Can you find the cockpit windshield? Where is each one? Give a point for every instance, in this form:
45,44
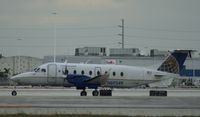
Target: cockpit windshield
37,69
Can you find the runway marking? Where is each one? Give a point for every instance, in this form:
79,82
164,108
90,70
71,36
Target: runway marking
15,106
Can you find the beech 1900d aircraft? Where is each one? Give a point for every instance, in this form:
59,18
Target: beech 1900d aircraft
84,76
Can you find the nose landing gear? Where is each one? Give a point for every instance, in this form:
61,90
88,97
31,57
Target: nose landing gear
14,93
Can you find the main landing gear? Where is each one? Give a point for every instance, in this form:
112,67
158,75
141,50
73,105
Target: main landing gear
94,93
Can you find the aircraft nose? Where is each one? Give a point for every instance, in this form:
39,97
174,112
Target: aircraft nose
15,78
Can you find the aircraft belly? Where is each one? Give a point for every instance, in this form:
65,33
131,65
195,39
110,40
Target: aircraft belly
128,83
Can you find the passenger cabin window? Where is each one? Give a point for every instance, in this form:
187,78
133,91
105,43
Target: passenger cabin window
122,74
98,73
43,70
82,72
90,72
36,69
66,71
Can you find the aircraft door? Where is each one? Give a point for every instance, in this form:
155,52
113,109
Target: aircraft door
97,71
51,73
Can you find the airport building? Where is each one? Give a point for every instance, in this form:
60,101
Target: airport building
90,51
124,52
19,64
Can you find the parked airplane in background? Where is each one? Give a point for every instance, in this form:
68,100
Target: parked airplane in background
84,76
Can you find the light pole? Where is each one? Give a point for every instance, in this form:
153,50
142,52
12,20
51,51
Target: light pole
54,50
122,34
19,63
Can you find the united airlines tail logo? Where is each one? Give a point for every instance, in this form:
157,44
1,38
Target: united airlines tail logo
170,65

Your instructions: Put the records into a Markdown table, starting at the line that contains "Can you find the aircraft nose?" and ending at the last line of the records, with both of those lines included. Use a Row column that numbers each line and a Record line column that holds the line itself, and leave out any blank lines.

Correct output:
| Row | Record line |
|---|---|
| 1 | Can you find the aircraft nose? Where is each one? Give a point for every instance, in this form: |
| 2 | 39,97 |
| 3 | 174,112 |
| 4 | Target: aircraft nose |
| 5 | 15,78 |
| 6 | Can you find the aircraft belly? Where is each one? Give a point for every instance, in this form: |
| 7 | 65,33 |
| 8 | 131,65 |
| 9 | 195,39 |
| 10 | 110,40 |
| 11 | Target: aircraft belly |
| 12 | 128,83 |
| 13 | Can you find the passenger cabin window? Where is each one? Give a point for every instance, in this form: |
| 14 | 187,78 |
| 15 | 133,91 |
| 16 | 105,43 |
| 17 | Target: passenger cabin window |
| 18 | 122,74 |
| 19 | 98,73 |
| 20 | 43,70 |
| 21 | 82,72 |
| 22 | 90,72 |
| 23 | 36,69 |
| 24 | 66,71 |
| 25 | Can you find the aircraft door? Where is each one? Give a point for every instance, in this form: |
| 26 | 155,52 |
| 27 | 113,109 |
| 28 | Target: aircraft door |
| 29 | 97,71 |
| 30 | 51,73 |
| 31 | Can you find the airport building? Where is each one? Give a point for every instance, in this form: |
| 32 | 60,101 |
| 33 | Target: airport building |
| 34 | 90,51 |
| 35 | 124,52 |
| 36 | 19,64 |
| 37 | Can you find the parked airplane in background? Where is each one? Give a point for every instance, in this form: |
| 38 | 68,100 |
| 39 | Target: parked airplane in background |
| 40 | 84,76 |
| 41 | Can you find the light pole? Where is each one? Give a point for every instance, in this form: |
| 42 | 153,50 |
| 43 | 142,52 |
| 44 | 12,20 |
| 45 | 51,51 |
| 46 | Target: light pole |
| 47 | 54,50 |
| 48 | 122,34 |
| 49 | 19,63 |
| 50 | Can you find the united airlines tail logo? Where is each one? Give a point for every instance, in this form: |
| 51 | 157,44 |
| 52 | 1,38 |
| 53 | Target: united airlines tail logo |
| 54 | 170,65 |